▶ [TEXT SECTION]
....
And if Apple's Supplier Responsibility: 2011 Progress Report, released Monday, is to believed, Cupertino's employee-welfare auditors are kicking some serious regulatory butt.

For example, the report asserts, Apple terminated business with one facility at which management "presented falsified payroll records and provided misleading interview answers to Apple's audit team," and with another at which a facility manager "offered cash to Apple's third-party auditors, asking them to reduce the number of audit findings."

Apple's team discovered 10 facilities that hired a total of 91 underage workers. (Although the report doesn't specify where the offending facilities were located, 16 is the legal working age in China). One of those offending facilities had hired a total of 42 child laborers. "We determined management had chosen to overlook the issue and was not committed to addressing the problem," the report says of that facility, adding: "Apple has terminated business with the facility."

In other cases, Apple declined to drop the axe, and instead gave the companies another chance. For example, at one "A facility manager assembled workers and told them to provide false wage payment information to Apple auditors." That company was merely required to produce the actual records and to better train its management staff – but Apple will "will return for a full reaudit in 2011."
....
A run of records:
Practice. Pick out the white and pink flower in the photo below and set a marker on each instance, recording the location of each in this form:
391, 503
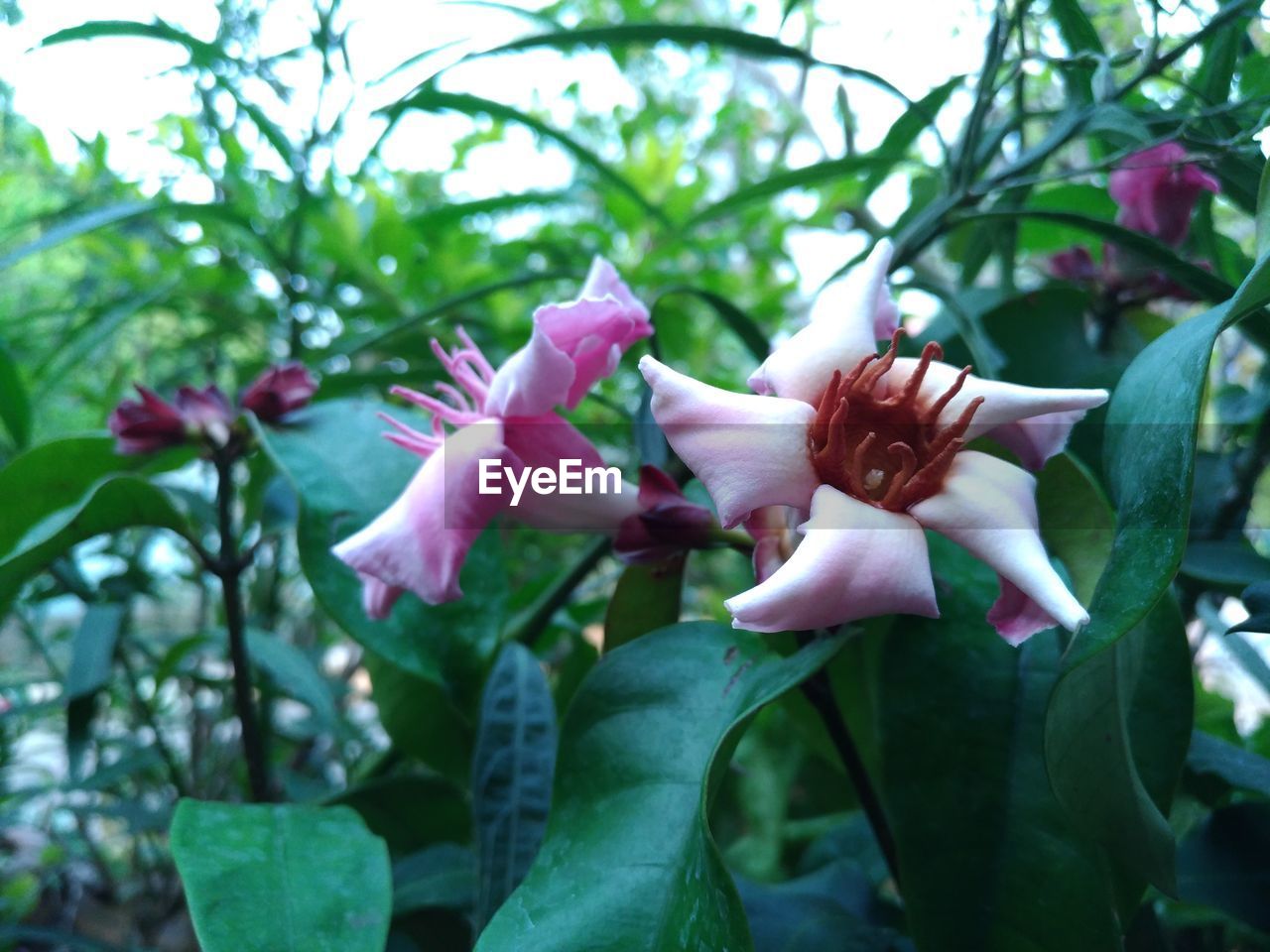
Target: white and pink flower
870, 451
507, 414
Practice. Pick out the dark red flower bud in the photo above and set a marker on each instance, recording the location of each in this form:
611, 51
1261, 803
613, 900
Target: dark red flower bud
666, 525
278, 391
146, 425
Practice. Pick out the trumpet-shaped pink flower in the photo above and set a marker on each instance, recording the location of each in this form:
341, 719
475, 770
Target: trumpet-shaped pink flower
871, 449
506, 416
1157, 189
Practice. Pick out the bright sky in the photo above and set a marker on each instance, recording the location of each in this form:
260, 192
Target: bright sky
121, 87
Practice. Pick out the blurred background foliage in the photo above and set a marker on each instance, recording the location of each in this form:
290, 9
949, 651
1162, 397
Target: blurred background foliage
731, 164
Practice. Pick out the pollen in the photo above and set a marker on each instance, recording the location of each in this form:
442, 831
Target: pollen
880, 443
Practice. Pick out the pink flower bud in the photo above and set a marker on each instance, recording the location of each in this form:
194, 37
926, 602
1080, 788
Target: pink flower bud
278, 391
1157, 189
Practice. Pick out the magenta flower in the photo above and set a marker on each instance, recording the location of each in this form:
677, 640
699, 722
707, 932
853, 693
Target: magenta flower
871, 449
278, 391
499, 417
1157, 189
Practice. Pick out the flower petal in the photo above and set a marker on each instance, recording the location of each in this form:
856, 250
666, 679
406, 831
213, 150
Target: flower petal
988, 507
802, 366
855, 561
1049, 413
421, 540
748, 451
598, 503
1015, 616
572, 345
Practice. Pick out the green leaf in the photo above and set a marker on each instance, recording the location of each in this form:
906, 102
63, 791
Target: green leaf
411, 810
737, 320
684, 35
282, 879
294, 674
1237, 767
989, 860
808, 177
647, 598
1262, 216
627, 862
200, 53
114, 503
1222, 864
14, 402
1152, 424
512, 769
430, 99
345, 475
443, 876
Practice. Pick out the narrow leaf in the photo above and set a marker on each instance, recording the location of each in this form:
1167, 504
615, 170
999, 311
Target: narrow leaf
512, 771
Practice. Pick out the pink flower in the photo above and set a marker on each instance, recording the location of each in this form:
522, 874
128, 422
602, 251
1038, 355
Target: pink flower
1157, 189
572, 345
146, 425
278, 391
870, 451
498, 417
153, 422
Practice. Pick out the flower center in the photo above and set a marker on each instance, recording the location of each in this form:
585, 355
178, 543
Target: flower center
887, 448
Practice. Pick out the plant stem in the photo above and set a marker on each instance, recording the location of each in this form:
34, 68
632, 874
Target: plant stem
229, 569
820, 692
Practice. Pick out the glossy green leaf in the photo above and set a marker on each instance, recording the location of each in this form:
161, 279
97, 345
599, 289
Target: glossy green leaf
988, 858
1239, 769
1150, 460
1222, 864
512, 770
14, 400
440, 876
114, 503
294, 674
282, 879
345, 475
627, 862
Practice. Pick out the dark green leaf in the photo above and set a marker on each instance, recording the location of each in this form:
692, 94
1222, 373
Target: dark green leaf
647, 598
14, 402
1238, 767
440, 876
282, 879
627, 862
1151, 457
1222, 864
512, 770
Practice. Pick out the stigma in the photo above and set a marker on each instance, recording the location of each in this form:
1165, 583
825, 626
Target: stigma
878, 439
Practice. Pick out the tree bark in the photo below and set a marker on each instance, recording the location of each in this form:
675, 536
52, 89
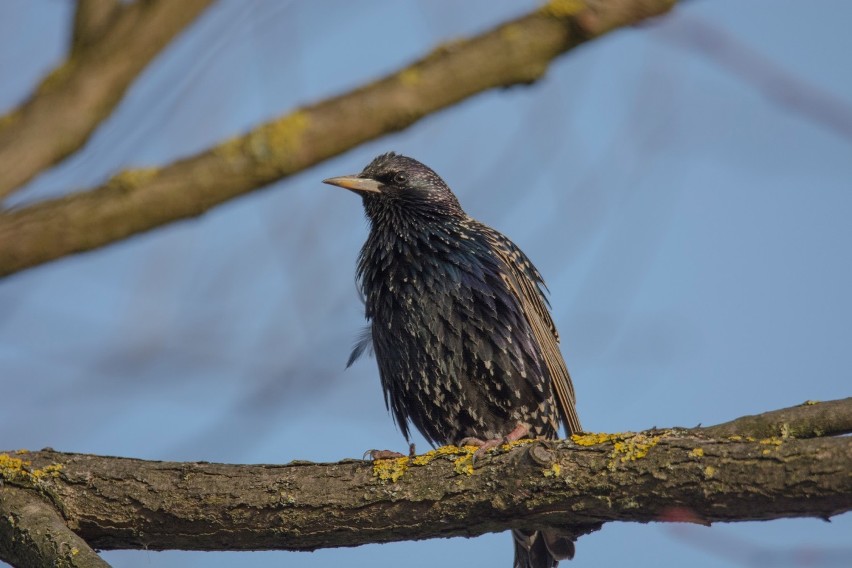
....
▶ [TO DO]
(1) According to the Apple supplier report text, how many underage workers did Apple's team find across the 10 facilities?
(2) Echo the Apple supplier report text between "And if Apple's" and "serious regulatory butt.", inclusive.

▶ [RESPONSES PER TASK]
(1) 91

(2)
And if Apple's Supplier Responsibility: 2011 Progress Report, released Monday, is to believed, Cupertino's employee-welfare auditors are kicking some serious regulatory butt.